_DOCUMENT EXCERPT_.
Zell Rowland's name will probably always be associated with the Rebel Pop-R. But the truth is that this talented Texas pro is skilled with all types of topwater plugs.

"I love all types of topwaters," said the five-time BASS winner. "I think topwaters are a lot more productive than most people think."

Over the years, Rowland has developed a plethora of tricks designed to make every surface lure just a little better. He explains:

Prop baits. "I throw prop baits like the Devil's Horse and Crazy Shad a lot," Rowland said. "I like fishing those in the spring when the fish are up shallow. It's another target bait for me. I'll bend the props to slow the speed of the bait down. In other words, in the springtime, when you know the fish are bedding, bend the blades forward - that way you're able to jerk the bait six or eight times and keep it in a 2-foot circle." Rowland's other tip for props: "As the weather warms up, the fish get a little more aggressive and want a lure that moves a little faster. So bend the blades toward the back of the bait."

_MATERIAL_.
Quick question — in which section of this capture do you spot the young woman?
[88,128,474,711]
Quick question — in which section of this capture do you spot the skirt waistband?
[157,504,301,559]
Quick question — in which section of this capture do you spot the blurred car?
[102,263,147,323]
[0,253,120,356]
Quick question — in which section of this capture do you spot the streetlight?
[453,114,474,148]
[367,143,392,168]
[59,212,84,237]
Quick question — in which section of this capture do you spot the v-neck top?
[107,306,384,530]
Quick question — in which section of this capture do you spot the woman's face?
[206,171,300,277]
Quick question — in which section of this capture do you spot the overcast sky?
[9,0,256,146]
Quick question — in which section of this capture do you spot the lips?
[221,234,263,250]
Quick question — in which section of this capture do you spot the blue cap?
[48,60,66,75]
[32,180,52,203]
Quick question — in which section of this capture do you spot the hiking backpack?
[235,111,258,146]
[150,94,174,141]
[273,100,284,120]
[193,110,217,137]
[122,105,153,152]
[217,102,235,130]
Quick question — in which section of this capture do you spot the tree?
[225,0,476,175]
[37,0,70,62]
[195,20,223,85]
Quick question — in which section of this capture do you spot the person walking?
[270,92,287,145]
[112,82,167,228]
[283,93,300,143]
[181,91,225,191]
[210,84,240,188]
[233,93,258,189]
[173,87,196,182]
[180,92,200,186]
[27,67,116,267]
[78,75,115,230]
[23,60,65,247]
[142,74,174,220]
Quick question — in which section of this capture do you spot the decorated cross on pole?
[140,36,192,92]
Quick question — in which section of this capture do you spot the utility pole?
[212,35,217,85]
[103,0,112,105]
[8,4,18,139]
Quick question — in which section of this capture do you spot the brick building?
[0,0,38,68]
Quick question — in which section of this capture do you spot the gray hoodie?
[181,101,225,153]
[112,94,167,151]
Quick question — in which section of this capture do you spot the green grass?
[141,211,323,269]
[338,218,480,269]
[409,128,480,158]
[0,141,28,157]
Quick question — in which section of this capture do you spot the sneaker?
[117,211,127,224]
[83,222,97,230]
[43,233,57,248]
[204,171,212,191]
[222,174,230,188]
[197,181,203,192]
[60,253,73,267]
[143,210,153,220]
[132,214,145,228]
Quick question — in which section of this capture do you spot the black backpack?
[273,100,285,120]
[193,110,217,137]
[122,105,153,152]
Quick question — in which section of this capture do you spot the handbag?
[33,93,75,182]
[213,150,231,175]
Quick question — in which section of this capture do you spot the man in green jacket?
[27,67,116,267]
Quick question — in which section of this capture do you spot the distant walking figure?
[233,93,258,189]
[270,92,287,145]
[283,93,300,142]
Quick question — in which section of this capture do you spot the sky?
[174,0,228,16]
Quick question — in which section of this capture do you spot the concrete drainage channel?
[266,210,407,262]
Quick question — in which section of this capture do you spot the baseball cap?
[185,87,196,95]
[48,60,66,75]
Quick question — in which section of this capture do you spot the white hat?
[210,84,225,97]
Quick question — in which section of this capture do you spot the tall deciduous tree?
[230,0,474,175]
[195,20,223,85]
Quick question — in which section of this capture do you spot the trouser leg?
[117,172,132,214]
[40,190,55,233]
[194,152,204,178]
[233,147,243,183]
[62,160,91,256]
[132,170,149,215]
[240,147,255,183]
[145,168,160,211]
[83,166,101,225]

_LIST OF TASKS_.
1. Return the passage from the text on topwater lures starting at "Zell Rowland's name" and ending at "of topwater plugs.".
2. Using the text on topwater lures, decide whether each statement agrees with it. Answer yes or no for each, and quote the deciding words.
(a) Rowland has won five BASS events.
(b) In the spring, Rowland bends the prop blades toward the back of the bait.
(c) Rowland likes fishing prop baits in the spring when the fish are shallow.

_SOLUTIONS TO EACH TASK_.
1.
Zell Rowland's name will probably always be associated with the Rebel Pop-R. But the truth is that this talented Texas pro is skilled with all types of topwater plugs.

2.
(a) Yes: "the five-time BASS winner"
(b) No: "bend the blades forward"
(c) Yes: "I like fishing those in the spring when the fish are up shallow."